* [SET TASK A]:
Return each line of the records that contains the word "wire".

* [EXCERPTED PASSAGE]:
=======
Friday, February 29, 2008

Can You Do a .357 With a Bayonet?

I don’t go to the movies much. Even when it’s something I desperately want to see. Can’t justify the cost. Only P.T. Anderson and the Coen Brothers have lured me to the theater this year—There Will Be Blood and No Country For Old Men, respectively. Both fantastic films, the latter being the clear victor, as the Academy rightly noted last week. I loved There Will Be Blood, no question. I especially like that PT pulled off what I thought impossible: making oil prospecting interesting. But there were a few slow moments, and the end—well, another risky ending on PTs part that doesn’t quite come off as brilliantly as the frog rain in Magnolia. The end of There Will Be Blood felt too much like a punchline to something I didn’t think was a joke. “I’m finished.” Ha, ha, Plainview. You’re a riot.

Rent a lot of movies. Finally got to see The Darjeeling Limited this week. Been eager for that one for a while, being as I’m a huge fan of Wes Anderson, no relation to PT. His breakthrough movie Rushmore hit me at just the right moment in life—early in grad school, nostalgic for a high school life I didn’t actually lead. Max Fisher spoke to me, and I thought Anderson’s deadpan humor, mostly derived from camera movement and elaborate mise-en-scene was brilliant. Some people don’t get it at all, and I can hardly explain why. Anderson is one of the few, if only, directors who can make a camera movement funny. Sure, he borrows nearly all his techniques from French New Wave, but the French New Wave guys are dead or they’ve moved on to other ideas, so Anderson’s all we’ve got.
=======
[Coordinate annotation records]
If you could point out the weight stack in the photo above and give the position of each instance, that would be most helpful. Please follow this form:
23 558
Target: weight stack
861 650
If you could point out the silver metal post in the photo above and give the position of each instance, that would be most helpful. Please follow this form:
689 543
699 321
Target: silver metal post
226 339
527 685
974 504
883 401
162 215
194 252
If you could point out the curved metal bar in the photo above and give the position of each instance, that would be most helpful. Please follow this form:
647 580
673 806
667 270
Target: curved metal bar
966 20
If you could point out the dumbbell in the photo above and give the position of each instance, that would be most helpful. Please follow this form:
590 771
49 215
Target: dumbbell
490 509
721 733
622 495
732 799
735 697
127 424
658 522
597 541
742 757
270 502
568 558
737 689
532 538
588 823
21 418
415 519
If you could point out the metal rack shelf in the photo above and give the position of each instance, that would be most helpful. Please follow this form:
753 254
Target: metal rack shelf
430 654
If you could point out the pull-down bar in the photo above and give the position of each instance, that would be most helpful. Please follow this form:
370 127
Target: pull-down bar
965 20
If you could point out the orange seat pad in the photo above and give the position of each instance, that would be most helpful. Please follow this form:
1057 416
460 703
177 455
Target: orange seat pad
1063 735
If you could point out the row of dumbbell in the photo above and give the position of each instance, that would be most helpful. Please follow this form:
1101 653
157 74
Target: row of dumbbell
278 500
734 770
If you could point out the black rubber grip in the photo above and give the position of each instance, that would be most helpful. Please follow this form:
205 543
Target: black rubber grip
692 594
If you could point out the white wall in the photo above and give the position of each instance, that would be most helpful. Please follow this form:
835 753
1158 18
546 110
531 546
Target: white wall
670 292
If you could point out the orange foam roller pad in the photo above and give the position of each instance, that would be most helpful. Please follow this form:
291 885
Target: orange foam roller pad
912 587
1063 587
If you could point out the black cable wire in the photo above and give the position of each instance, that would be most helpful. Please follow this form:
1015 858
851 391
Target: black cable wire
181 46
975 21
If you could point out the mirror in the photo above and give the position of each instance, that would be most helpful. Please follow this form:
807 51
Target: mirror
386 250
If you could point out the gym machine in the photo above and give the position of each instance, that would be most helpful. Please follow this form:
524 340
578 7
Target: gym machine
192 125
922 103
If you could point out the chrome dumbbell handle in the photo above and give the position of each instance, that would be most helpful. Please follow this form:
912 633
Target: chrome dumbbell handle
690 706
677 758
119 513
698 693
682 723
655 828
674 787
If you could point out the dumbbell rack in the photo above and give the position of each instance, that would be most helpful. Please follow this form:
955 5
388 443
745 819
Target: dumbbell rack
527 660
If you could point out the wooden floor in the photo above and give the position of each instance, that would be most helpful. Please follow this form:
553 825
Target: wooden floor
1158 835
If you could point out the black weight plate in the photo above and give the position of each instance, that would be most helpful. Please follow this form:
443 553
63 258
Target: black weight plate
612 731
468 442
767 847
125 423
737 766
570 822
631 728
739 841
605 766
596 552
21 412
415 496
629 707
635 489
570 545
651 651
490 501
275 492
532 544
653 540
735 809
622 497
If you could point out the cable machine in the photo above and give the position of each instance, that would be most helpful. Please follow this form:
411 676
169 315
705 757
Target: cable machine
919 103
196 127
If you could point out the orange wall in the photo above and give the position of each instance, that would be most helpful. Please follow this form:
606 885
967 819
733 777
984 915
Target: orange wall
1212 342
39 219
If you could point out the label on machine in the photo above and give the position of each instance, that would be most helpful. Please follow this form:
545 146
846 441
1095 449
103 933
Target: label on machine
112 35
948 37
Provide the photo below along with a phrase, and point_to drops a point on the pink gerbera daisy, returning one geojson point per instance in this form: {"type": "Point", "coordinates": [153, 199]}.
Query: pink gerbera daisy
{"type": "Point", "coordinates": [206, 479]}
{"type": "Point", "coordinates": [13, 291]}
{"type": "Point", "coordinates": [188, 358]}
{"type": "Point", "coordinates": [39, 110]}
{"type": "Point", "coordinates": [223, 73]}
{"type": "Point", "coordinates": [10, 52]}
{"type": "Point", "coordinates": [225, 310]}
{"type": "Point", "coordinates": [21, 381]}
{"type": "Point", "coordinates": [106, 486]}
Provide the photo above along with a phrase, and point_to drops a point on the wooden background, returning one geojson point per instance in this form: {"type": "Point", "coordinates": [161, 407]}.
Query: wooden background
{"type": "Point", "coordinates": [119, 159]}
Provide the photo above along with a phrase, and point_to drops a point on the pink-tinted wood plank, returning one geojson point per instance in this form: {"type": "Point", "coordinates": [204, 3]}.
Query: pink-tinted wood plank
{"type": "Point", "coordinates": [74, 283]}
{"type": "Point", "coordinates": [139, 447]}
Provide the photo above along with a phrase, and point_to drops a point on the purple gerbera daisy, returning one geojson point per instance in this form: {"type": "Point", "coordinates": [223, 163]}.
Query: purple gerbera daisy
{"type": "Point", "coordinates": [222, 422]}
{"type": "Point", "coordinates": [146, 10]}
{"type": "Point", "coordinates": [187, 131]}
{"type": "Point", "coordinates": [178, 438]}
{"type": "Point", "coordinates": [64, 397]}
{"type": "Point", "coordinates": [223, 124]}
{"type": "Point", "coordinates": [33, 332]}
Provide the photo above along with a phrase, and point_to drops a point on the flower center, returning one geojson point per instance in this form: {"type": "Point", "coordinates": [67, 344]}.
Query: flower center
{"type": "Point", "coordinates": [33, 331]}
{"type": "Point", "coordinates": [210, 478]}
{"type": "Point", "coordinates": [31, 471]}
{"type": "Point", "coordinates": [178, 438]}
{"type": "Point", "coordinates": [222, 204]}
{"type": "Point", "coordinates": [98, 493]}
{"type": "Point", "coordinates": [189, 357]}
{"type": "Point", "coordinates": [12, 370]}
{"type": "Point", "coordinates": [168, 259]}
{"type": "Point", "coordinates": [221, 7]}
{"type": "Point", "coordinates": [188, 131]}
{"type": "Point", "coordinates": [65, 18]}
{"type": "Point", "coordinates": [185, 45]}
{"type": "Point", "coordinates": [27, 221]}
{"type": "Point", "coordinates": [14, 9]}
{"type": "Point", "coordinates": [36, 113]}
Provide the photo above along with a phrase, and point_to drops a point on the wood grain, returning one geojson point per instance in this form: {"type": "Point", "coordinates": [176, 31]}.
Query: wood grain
=======
* [SET TASK B]:
According to the blog post, which two films got the writer to go to the theater this year?

* [FULL SOLUTION A]:
If you could point out the black cable wire in the photo above and give the position of each instance, that would be most helpful. Please follow this form:
Target: black cable wire

* [FULL SOLUTION B]:
There Will Be Blood and No Country For Old Men.